-- What to do --
Below is a block of records; reproduce all of them exactly and leave out any pictures.

======== Records for this exercise ========

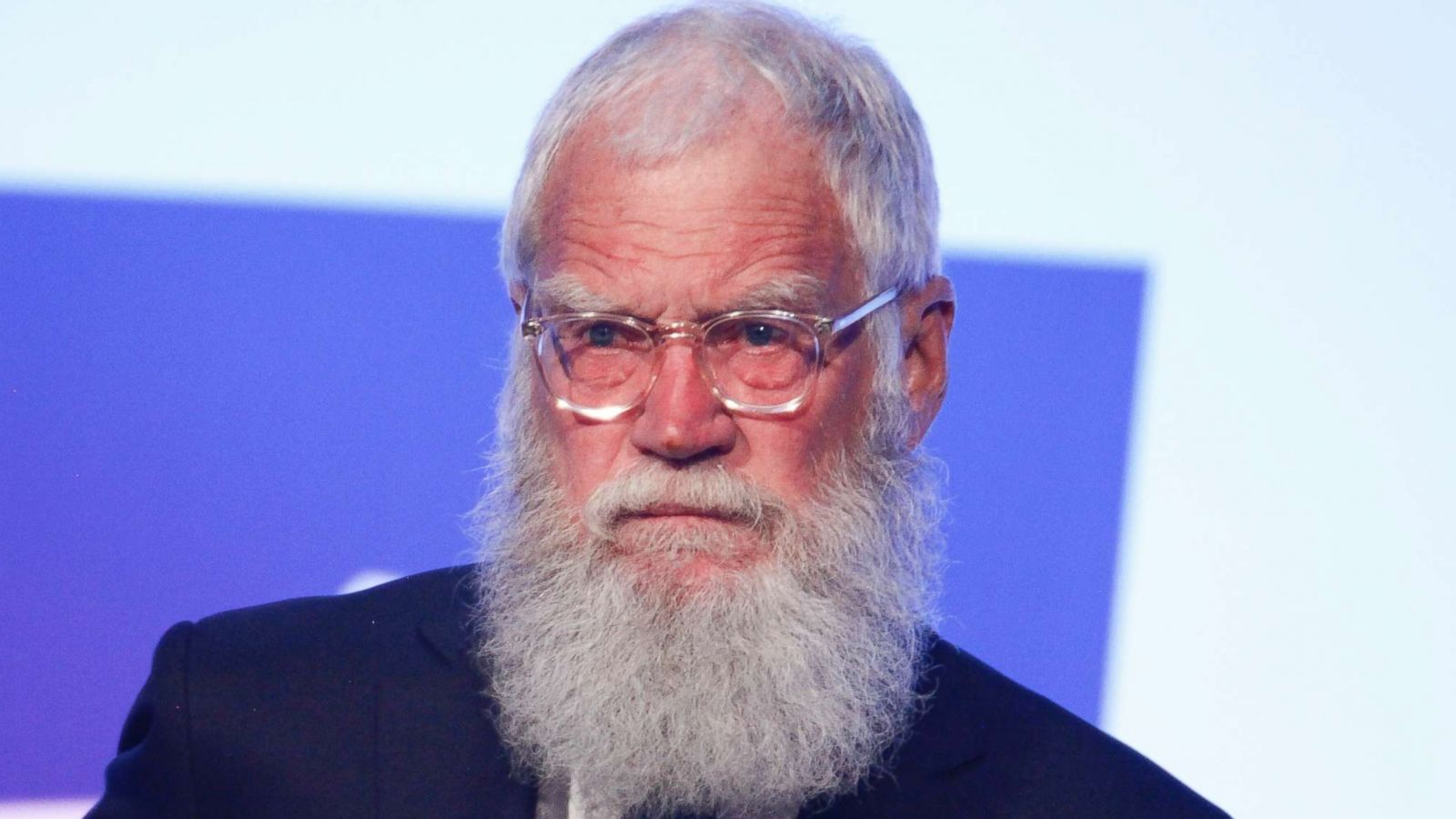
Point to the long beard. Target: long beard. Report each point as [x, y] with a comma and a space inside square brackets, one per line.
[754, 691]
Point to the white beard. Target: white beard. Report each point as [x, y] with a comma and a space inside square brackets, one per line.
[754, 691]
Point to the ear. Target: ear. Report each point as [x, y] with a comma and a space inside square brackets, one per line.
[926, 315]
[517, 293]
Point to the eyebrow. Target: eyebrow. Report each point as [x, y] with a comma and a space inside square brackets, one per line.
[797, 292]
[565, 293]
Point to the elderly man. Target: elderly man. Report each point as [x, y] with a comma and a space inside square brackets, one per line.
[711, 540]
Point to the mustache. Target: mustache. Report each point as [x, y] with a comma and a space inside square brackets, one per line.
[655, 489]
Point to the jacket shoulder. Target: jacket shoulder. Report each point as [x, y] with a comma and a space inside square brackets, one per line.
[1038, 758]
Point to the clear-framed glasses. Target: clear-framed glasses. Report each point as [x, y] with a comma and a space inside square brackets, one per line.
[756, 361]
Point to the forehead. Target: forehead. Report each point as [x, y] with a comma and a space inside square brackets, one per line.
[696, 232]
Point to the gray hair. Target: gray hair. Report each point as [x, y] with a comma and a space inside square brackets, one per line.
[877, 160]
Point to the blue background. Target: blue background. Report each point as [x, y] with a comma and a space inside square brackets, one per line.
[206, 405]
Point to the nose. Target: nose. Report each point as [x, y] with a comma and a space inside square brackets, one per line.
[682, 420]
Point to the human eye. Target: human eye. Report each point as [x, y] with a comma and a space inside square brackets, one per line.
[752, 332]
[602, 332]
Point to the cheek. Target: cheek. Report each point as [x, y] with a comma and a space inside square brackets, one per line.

========

-- Response to this task --
Point to the long beard. Target: long beard. Report each point as [x, y] with a comma and a space inside square brackets, one per line.
[754, 691]
Point to the white beard. Target: white beard. Report each point as [x, y] with a comma and a space inside square brackets, one per line.
[754, 691]
Point to the ear. Target: ear. Report each point as [x, y] with a comma and a space inside square brackets, one per line.
[926, 315]
[517, 293]
Point to the eyebrow. Target: eyebrow. Report each point as [x, y] with a comma and a space inside square brackets, one per line.
[797, 292]
[565, 293]
Point to the elderly man. Target: elderly man. Report each point as [x, y] with a comma and a space inside square brackets, one per line.
[711, 540]
Point to the mustache. Target: mustache. Report each point as [x, y] with a comma and a space inside square brackets, one per line.
[655, 489]
Point to the jacket shoulder. Target: jacket shoulder. Report each point as [x, y] with a comma and a space inside square brackets, one per line.
[1038, 758]
Point to the clear-framed glasses. Target: clear-framed glasses. Report each point as [x, y] with a comma and a space inside square brackets, one per line.
[756, 361]
Point to the forehead. Target: forehead. Report each point as [x, y] with a comma and a space inside square brackets, one per line.
[696, 232]
Point to the gray hair. Target: gray hair. Report each point as [x, y] with a comma and a space inside square brackets, one per line.
[877, 160]
Point to the blue background. Target: blue background. Report each point as [x, y] with a comma and a space inside square brackets, one per line.
[206, 405]
Point to the nose. Target: nose. Report each point as [x, y] with a comma and a space inside square brackets, one per line.
[682, 420]
Point to the human eye. Target: human eye. Report each point as [x, y] with a comma and a space inside square brackets, one per line.
[752, 332]
[602, 332]
Point to the cheek. Target: cheek. Report each point as [x, y] with a comma and a space inside square brackets, one per line.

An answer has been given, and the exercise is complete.